Coordinate annotation records:
● ● ●

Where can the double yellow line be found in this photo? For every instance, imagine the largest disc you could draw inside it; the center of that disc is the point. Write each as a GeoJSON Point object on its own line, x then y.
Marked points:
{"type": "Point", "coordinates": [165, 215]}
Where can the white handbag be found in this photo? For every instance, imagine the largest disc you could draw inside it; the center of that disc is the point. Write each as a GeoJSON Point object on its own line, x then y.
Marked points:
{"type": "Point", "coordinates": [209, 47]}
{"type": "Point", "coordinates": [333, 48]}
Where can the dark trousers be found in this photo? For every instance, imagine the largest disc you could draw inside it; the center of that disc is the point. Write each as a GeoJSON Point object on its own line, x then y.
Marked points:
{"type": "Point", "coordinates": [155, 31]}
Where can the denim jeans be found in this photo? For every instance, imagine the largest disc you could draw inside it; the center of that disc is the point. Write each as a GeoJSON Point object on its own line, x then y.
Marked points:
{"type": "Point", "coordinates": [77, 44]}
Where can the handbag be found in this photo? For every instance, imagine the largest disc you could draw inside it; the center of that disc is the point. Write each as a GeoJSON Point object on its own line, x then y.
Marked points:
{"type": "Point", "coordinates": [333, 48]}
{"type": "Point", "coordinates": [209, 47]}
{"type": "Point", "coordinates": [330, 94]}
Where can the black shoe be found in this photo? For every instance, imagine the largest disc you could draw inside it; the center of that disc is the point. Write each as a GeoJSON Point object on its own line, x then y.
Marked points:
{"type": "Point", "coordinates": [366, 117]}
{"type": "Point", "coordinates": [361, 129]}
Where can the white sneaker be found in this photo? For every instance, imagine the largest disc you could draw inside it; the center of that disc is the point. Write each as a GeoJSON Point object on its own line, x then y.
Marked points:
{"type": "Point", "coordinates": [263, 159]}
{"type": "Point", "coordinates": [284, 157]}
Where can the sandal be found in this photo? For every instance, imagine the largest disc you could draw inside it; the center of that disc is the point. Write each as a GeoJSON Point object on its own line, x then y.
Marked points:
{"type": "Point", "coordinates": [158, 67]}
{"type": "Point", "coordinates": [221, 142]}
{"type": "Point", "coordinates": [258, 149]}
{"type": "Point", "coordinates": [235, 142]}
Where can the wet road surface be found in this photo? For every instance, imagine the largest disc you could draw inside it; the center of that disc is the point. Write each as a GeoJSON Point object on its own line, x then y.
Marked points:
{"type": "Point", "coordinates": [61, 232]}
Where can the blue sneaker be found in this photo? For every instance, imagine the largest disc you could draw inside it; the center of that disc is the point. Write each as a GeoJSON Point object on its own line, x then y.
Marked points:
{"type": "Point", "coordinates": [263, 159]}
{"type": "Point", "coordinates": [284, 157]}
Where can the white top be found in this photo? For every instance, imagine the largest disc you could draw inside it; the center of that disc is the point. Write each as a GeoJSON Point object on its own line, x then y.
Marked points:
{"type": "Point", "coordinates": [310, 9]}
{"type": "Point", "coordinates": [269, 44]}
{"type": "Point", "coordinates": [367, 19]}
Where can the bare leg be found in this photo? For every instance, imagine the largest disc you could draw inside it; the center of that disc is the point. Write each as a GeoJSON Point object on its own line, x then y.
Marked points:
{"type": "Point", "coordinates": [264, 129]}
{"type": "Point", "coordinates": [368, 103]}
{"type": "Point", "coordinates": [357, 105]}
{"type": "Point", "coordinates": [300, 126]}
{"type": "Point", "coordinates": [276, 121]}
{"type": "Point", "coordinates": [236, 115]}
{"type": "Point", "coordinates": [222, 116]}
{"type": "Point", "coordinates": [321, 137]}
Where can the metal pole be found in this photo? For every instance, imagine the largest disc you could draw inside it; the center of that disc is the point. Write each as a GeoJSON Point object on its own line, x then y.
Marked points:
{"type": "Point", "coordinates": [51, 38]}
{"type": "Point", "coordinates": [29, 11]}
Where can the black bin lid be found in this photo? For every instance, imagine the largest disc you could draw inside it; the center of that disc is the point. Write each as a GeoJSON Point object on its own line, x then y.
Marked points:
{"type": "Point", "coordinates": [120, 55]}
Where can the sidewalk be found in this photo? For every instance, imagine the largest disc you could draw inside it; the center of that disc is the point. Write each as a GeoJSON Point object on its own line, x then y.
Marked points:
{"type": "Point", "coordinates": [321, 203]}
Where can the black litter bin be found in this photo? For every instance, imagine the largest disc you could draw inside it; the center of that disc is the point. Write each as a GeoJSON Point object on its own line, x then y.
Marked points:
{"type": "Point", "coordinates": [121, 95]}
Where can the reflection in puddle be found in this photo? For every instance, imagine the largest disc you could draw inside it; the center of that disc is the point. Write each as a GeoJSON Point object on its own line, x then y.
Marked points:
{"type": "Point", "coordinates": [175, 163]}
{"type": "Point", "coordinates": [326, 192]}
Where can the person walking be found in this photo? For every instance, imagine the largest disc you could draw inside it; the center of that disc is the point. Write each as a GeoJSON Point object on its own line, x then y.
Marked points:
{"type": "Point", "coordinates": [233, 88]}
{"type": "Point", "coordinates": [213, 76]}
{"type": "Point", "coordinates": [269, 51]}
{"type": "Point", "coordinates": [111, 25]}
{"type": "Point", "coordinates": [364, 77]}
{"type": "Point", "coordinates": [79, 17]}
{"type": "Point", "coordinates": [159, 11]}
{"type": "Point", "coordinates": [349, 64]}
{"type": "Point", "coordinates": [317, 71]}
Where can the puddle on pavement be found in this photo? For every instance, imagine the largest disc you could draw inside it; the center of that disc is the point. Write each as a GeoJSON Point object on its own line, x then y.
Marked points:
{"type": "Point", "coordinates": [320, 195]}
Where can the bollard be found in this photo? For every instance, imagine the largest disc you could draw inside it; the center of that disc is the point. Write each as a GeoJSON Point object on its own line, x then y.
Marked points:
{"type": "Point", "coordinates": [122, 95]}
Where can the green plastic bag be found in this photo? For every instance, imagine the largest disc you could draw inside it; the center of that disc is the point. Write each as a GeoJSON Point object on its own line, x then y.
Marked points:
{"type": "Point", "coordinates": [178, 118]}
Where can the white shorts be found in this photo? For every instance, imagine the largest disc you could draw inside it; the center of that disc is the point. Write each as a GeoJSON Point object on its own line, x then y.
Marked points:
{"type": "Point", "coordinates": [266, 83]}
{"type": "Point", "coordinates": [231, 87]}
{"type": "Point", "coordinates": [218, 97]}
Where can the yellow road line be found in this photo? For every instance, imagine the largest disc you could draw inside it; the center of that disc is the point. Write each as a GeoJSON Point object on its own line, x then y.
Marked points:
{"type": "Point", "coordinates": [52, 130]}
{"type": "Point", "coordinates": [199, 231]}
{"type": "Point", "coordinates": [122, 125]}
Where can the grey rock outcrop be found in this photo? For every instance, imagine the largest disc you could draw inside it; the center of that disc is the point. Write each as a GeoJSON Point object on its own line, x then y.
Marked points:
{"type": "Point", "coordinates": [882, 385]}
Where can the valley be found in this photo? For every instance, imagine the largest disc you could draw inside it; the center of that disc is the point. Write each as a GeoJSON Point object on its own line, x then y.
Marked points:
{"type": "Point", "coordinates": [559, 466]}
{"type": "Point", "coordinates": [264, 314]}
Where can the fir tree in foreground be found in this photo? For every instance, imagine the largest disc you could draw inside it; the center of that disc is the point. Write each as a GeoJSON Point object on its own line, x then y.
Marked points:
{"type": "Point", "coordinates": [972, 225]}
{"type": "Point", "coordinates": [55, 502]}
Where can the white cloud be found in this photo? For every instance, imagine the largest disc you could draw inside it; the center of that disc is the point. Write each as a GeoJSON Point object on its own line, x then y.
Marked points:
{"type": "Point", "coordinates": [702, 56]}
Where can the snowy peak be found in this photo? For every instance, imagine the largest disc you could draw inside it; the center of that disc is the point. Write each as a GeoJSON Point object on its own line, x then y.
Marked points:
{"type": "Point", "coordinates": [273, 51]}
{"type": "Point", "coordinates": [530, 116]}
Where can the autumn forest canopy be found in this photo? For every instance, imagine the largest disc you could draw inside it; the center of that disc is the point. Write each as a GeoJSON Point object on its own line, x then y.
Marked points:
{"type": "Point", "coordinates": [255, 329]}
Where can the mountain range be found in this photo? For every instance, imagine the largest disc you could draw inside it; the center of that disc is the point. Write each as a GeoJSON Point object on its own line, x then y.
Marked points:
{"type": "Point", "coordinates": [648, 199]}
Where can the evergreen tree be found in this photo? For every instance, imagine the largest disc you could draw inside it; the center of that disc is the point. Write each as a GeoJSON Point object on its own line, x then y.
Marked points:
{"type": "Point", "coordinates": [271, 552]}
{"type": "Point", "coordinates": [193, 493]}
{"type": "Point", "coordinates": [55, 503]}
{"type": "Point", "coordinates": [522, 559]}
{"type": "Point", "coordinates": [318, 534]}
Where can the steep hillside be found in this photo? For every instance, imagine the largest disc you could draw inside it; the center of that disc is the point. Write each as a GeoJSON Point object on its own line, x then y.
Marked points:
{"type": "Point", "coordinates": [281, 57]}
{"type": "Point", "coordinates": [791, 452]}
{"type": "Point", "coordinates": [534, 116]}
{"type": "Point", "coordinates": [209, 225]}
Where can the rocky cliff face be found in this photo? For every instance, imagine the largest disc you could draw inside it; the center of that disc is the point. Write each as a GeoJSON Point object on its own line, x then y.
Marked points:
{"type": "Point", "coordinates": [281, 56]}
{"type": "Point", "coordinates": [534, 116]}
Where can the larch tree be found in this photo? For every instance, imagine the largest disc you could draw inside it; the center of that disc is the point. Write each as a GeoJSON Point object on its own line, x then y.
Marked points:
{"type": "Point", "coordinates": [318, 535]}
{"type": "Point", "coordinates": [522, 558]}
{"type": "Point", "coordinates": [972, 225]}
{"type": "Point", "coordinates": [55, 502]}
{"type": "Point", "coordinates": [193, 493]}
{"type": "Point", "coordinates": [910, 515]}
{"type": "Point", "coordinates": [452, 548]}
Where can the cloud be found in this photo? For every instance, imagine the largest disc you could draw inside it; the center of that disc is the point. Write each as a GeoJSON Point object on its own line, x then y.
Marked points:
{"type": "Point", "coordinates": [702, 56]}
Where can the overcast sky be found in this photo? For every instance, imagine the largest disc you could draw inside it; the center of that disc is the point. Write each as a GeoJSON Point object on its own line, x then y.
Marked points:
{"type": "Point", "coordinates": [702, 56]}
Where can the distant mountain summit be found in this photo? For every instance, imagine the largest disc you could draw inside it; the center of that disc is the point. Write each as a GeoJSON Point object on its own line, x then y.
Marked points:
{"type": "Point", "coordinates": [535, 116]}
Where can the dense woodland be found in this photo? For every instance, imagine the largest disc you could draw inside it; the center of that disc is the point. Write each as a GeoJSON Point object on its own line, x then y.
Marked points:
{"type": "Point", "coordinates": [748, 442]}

● ● ●

## Written exercise
Pull out every line from the one with "Where can the larch" to the end of the listing, and output only those.

## Correct output
Where can the larch tree be found in this photo? For every instance, imagine the largest disc you could draw inside it; the center of that disc is the point. Write each as a GeoJSON Point object on its own line, x then y.
Marked points:
{"type": "Point", "coordinates": [318, 535]}
{"type": "Point", "coordinates": [522, 558]}
{"type": "Point", "coordinates": [972, 225]}
{"type": "Point", "coordinates": [55, 502]}
{"type": "Point", "coordinates": [193, 493]}
{"type": "Point", "coordinates": [910, 515]}
{"type": "Point", "coordinates": [452, 548]}
Where can the cloud be found in this photo? For every instance, imagine the largest disc you could draw inside it; the center of that disc is the point. Write each as a GeoJSON Point object on its own line, x then y.
Marked points:
{"type": "Point", "coordinates": [702, 56]}
Where can the overcast sky be found in this photo? For every instance, imagine the largest disc you could draw inside it; the center of that disc is the point. Write each as a GeoJSON Point object on its own line, x then y.
Marked points:
{"type": "Point", "coordinates": [702, 56]}
Where can the distant mountain summit be found in this photo? For every instance, imagine the largest disc you could draw inside it; the center of that disc is the point. Write each as a GeoJSON Point object on its own line, x then y.
Marked points:
{"type": "Point", "coordinates": [535, 116]}
Where can the dense woodland be found in this photo? For every instance, imagine the largest disc you could draw inside it; the center of that disc is the point. Write each as a GeoJSON Point object on its own line, x then y.
Marked points:
{"type": "Point", "coordinates": [748, 442]}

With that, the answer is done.